─── Page excerpt ───

The role of antibiotics
Antibiotics are drugs that kill bacteria or prevent them from reproducing. They are commonly used to cure diseases caused by bacteria, such as otitis, tuberculosis, and pneumonia. They are also sometimes prescribed to prevent complications from an infection. Antibiotics, when used properly, save many lives every day.
However, they are ineffective against illnesses caused by viruses, such as the common cold and the flu. They will not cure or improve symptoms of viral infections. It can sometimes be difficult to differentiate a bacterial infection from a viral infection. It is therefore important to consult your health care provider to make sure you get the right treatment.
Efficacy of antibiotics
Antibiotics are effective when used under certain conditions.
The right antibiotic must be used to treat a specific infection. Some medications that are highly effective for a tooth infection, for example, will not help with a sinus infection. In addition, an infection may be caused by a single bacteria or many. Sometimes, tests are needed to find the bacteria that caused the infection.
Antibiotics must be taken as directed. It is very important to follow the instructions from your pharmacist.
Antibiotic resistance happens when the antibiotics normally used to treat a specific type of bacteria do not work as well or fail completely. As bacteria are living organisms capable of adapting, they can develop defences against the antibiotic.
When this happens, a different drug must be used to kill the bacteria. Unfortunately, antibiotic resistance is an increasingly common problem. One day, we may no longer have effective antibiotics for certain bacteria.
Antibiotic allergies can be serious and should not be taken lightly. Always tell your health care provider(s) about any antibiotic allergies you have and the reaction that has occurred. Consult a health care professional immediately if you experience any of the following symptoms after taking an antibiotic:
- Red patches of skin
- Difficulty breathing
If an allergy is confirmed, a different antibiotic may be prescribed. Note that some people may experience adverse effects, which are not the same as an allergy.

─── Exercise data ───

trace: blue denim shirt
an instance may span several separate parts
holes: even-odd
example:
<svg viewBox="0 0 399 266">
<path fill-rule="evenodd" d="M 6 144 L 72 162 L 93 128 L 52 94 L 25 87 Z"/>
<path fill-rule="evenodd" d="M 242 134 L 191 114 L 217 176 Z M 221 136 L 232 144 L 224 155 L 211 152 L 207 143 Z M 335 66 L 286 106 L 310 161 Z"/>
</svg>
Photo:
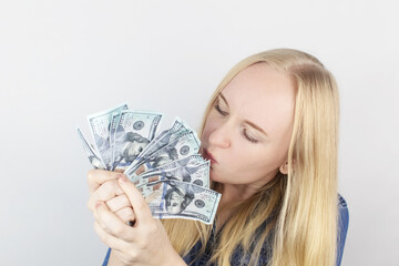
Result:
<svg viewBox="0 0 399 266">
<path fill-rule="evenodd" d="M 345 247 L 345 241 L 348 232 L 348 225 L 349 225 L 349 212 L 347 207 L 347 203 L 344 200 L 342 196 L 338 195 L 338 211 L 339 211 L 339 219 L 338 219 L 338 239 L 337 239 L 337 266 L 341 264 L 342 254 L 344 254 L 344 247 Z M 258 228 L 259 231 L 263 229 L 263 227 L 266 226 L 266 223 Z M 217 237 L 217 235 L 216 235 Z M 211 238 L 207 242 L 207 245 L 205 247 L 205 253 L 198 257 L 197 252 L 201 249 L 202 244 L 201 242 L 196 243 L 195 246 L 190 250 L 190 253 L 183 257 L 184 262 L 187 265 L 191 266 L 204 266 L 209 260 L 212 256 L 213 245 L 214 245 L 214 232 L 211 233 Z M 258 265 L 266 265 L 272 257 L 272 245 L 270 239 L 266 239 L 263 244 L 259 258 L 258 258 Z M 111 254 L 111 248 L 109 248 L 103 266 L 108 265 L 109 258 Z M 244 256 L 243 249 L 238 246 L 236 250 L 233 253 L 233 257 L 231 259 L 232 266 L 239 266 L 243 262 L 243 265 L 247 265 L 249 262 L 249 256 Z M 211 264 L 211 266 L 214 266 L 215 264 Z"/>
</svg>

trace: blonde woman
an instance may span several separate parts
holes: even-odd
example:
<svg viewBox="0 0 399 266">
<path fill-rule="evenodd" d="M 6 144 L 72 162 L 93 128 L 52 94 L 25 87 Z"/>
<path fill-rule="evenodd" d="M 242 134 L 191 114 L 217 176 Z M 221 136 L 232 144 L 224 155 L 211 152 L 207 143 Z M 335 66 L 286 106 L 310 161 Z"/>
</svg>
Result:
<svg viewBox="0 0 399 266">
<path fill-rule="evenodd" d="M 200 131 L 222 193 L 214 224 L 154 219 L 123 174 L 91 171 L 104 265 L 340 265 L 348 209 L 337 193 L 338 109 L 334 76 L 307 53 L 239 62 Z"/>
</svg>

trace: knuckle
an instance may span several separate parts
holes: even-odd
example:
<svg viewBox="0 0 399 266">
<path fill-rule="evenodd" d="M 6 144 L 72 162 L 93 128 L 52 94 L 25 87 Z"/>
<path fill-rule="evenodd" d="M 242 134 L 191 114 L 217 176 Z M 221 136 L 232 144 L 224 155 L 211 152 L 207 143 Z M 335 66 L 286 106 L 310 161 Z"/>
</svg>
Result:
<svg viewBox="0 0 399 266">
<path fill-rule="evenodd" d="M 96 173 L 95 170 L 89 170 L 89 172 L 88 172 L 88 181 L 89 182 L 93 182 L 93 180 L 95 177 L 95 173 Z"/>
</svg>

───

* _Activities_
**a)** Answer from the antibiotics text:
(i) Which three diseases are named as caused by bacteria?
(ii) What must be used to kill the bacteria once antibiotic resistance happens?
(iii) What trait of bacteria lets them develop defenses against an antibiotic?
**b)** Resume the antibiotics text, picking up after its final sentence.
The records were taken from a separate source.

* _Written responses_
**a)**
(i) Otitis, tuberculosis, and pneumonia.
(ii) A different drug.
(iii) They are living organisms capable of adapting.

**b)**
Adverse Effects of Antibiotics
Our bodies need certain microorganisms to work properly. They make up our normal flora and protect us from other microbes that can make us sick (pathogens). Antibiotic use can disrupt our normal flora, leading to a secondary infection by a pathogen.
Here are two examples of adverse effects due to an imbalance in normal flora caused by an antibiotic:
- Your pharmacist may recommend that you take probiotics during treatment to prevent diarrhea. However, some people carry a bacteria called Clostridioides difficile in their intestines. This bacteria is usually harmless to humans, but when allowed to multiply freely, it can become harmful, especially to the elderly. Seek medical attention if you experience any of the following symptoms, even several days after stopping an antibiotic:
- Liquid diarrhea (three or more bowel movements per day for at least two days)
- Abdominal pain
- Loss of appetite
- For many women, antibiotics can imbalance the normal flora of the vagina or vulva, resulting in a yeast infection (candidiasis). Your pharmacist can advise you on the appropriate treatment.
Antibiotics can interact with other drugs. This is why it is important to tell your pharmacist if you're taking any medications, natural health products, multivitamins, or minerals.
Antibiotics in Children
Here are some important things to keep in mind to ensure appropriate antibiotic use in children:
The child's weight
- You will need to know the child's body weight, so that the right dose of medication is given. If the dose is too low, it may be ineffective. If the dose is too high, the risk of adverse effects goes up unnecessarily.
- Be sure to accurately measure the dose so that the treatment is effective. For liquids, always use the dosing tool provided by your pharmacist.
- Shake liquid antibiotics well before administering them. The drug tends to settle to the bottom and the measured dose would not have the right amount of medication.
- Store liquid antibiotics at the recommended temperature.
Form and flavour preferences
- Mention your child's preferences at the pharmacy. If possible, your pharmacist will choose the form and flavour that your child will like best.
Duration of treatment
- Complete the full course of antibiotics prescribed by your health care provider. If there is any medication left after this time, it is important to discard it. It should not be used after the expiration date on the bottle.